Tests the distribution and performs a resampling if required.

If the effective number of particles falls below self.tuning_parameters['resample_threshold'] * n_particles, performs a resampling. Sets the just_resampled flag.

set_pdf(samples, weights=None)[source]

Re-initializes the probability distribution

Also resets n_particles and n_dims deduced from the dimensions of samples.

Parameters:
  • samples (array-like) – A representation of the new distribution comprising n_dims sub-arrays of n_particles samples of each parameter.

  • weights (ndarray) – If None, weights will be assigned uniform probability. Otherwise, an array of length n_particles

std()[source]

Calculates the standard deviation of the distribution.

Calculates the square root of the diagonal elements of the covariance matrix. See also covariance() and mean().

Returns:

The standard deviation as an n_dims array.

tuning_parameters

A package of parameters affecting the resampling algorithm

  • 'a_param' (float): Initially, the value of the a_param keyword argument. Default 0.98

  • 'scale' (bool): Initially, the value of the scale keyword argument. Default True

  • 'resample_threshold' (float): Initially, the value of the resample_threshold keyword argument. Default 0.5.

  • 'auto_resample' (bool): Initially, the value of the auto_resample keyword argument. Default True.

Type:

dict

Point labeling data from photos
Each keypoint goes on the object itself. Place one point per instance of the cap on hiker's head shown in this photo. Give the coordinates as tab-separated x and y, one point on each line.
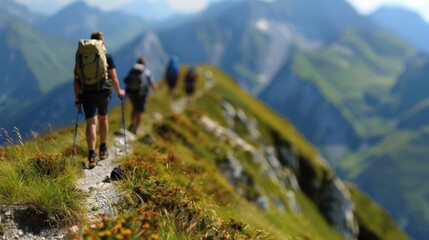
98	36
141	60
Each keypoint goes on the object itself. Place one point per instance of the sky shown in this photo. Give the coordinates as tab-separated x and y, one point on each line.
363	6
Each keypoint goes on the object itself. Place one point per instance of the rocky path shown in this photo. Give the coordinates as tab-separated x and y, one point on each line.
103	193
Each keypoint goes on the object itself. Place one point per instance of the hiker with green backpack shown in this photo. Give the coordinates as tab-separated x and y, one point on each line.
138	82
94	77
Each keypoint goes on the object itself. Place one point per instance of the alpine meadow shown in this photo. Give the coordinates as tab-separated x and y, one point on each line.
309	121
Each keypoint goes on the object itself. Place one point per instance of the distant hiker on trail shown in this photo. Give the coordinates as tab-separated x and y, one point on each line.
172	74
138	81
190	80
94	76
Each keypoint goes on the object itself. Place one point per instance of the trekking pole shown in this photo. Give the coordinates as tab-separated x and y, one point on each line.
123	126
79	111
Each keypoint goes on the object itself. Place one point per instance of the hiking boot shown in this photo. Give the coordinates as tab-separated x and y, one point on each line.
103	153
91	161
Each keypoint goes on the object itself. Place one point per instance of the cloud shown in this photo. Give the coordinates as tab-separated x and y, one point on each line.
367	6
188	5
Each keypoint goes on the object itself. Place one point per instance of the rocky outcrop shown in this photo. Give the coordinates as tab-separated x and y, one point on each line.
284	166
318	119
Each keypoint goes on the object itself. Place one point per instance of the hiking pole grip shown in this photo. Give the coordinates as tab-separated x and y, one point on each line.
123	126
79	111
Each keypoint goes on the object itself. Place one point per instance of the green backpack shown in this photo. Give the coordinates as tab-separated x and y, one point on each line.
91	61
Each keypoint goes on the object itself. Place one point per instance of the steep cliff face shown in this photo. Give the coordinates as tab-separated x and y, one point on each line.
263	155
302	102
287	169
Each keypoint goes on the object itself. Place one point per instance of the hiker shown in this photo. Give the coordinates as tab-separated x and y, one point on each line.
190	80
94	76
138	81
172	74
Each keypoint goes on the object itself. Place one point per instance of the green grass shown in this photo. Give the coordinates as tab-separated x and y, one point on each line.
359	63
174	188
39	175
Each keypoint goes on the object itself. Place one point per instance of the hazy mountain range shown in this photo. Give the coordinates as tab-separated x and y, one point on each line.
352	84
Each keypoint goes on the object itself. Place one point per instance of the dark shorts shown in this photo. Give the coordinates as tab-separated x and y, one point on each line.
189	89
138	101
96	103
172	81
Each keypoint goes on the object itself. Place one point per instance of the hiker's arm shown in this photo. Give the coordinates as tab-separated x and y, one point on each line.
115	83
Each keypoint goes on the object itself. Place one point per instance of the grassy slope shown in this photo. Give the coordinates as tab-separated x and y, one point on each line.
360	66
47	57
399	159
185	156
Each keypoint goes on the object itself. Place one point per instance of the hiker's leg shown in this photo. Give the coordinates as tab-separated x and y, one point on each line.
103	101
91	132
104	128
136	120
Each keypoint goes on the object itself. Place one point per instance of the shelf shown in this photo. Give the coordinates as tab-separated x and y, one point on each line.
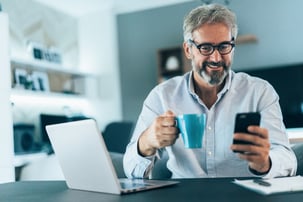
247	38
47	66
47	78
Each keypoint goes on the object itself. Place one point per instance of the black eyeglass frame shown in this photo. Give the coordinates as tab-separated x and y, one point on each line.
214	47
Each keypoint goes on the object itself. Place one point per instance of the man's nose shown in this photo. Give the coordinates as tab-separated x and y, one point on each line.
216	56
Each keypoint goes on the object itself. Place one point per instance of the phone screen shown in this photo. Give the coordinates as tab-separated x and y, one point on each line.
243	120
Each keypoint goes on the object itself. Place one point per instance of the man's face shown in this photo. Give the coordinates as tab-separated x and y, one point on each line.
212	68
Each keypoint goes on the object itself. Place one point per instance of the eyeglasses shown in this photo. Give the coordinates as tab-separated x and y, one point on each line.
207	49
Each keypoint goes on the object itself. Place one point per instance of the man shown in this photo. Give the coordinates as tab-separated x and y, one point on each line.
214	89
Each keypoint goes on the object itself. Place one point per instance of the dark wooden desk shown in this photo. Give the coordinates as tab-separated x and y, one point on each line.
193	190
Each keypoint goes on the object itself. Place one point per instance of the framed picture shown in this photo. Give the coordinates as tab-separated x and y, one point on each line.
40	81
20	78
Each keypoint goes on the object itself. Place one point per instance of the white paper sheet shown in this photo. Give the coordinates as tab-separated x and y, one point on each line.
277	185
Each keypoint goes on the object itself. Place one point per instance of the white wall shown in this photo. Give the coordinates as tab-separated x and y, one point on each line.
98	54
6	135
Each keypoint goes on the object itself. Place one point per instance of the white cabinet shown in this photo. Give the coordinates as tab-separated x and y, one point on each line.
49	78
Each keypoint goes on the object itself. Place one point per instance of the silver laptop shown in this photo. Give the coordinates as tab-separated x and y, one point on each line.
86	163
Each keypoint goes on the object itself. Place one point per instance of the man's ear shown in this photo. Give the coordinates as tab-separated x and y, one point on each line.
186	49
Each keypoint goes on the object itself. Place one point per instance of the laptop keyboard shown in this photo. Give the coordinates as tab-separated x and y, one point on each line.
133	185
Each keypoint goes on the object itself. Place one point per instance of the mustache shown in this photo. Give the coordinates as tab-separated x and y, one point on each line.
217	64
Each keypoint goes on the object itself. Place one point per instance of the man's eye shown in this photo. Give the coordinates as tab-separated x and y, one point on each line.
206	48
224	47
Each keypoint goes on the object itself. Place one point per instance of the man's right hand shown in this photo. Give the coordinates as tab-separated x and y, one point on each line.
161	133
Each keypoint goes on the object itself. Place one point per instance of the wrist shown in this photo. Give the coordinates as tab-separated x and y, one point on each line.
143	149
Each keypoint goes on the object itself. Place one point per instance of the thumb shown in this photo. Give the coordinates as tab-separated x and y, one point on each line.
169	113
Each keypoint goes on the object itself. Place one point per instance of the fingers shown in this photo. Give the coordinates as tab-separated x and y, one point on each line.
167	119
257	152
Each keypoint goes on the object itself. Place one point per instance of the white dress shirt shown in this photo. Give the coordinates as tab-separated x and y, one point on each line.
241	93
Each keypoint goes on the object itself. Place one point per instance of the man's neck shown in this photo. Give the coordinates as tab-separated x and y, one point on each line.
206	92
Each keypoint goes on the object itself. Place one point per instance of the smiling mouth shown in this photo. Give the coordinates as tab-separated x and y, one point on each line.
213	65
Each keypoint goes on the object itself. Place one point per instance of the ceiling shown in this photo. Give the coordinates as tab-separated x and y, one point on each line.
79	8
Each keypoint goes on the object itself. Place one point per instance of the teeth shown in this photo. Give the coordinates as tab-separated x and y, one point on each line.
213	67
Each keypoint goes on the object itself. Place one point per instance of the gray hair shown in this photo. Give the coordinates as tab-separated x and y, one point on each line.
209	14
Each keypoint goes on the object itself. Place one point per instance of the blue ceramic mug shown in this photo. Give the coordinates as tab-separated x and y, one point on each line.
191	127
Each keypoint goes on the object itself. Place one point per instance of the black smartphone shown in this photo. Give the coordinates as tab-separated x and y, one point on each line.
243	120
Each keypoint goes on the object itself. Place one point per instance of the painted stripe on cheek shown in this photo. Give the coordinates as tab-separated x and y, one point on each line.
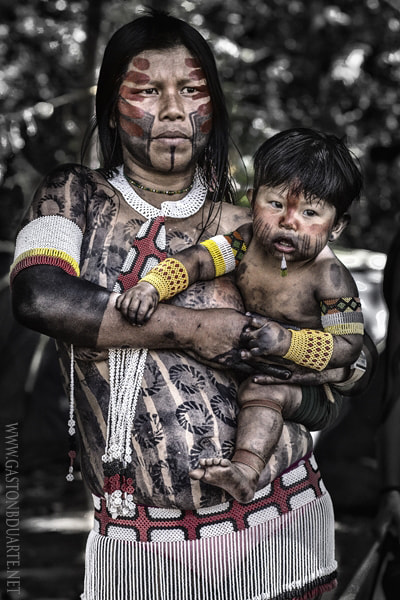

TASK BRIEF ▸
Write out the stretch of the API reference from "Also resets n_particles" through "of the distribution.", word for word. Nothing in the records is needed here.

SOLVED EXERCISE ▸
Also resets n_particles and n_dims deduced from the dimensions of samples.

Parameters:
  • samples (array-like) – A representation of the new distribution comprising n_dims sub-arrays of n_particles samples of each parameter.

  • weights (ndarray) – If None, weights will be assigned uniform probability. Otherwise, an array of length n_particles

std()[source]

Calculates the standard deviation of the distribution.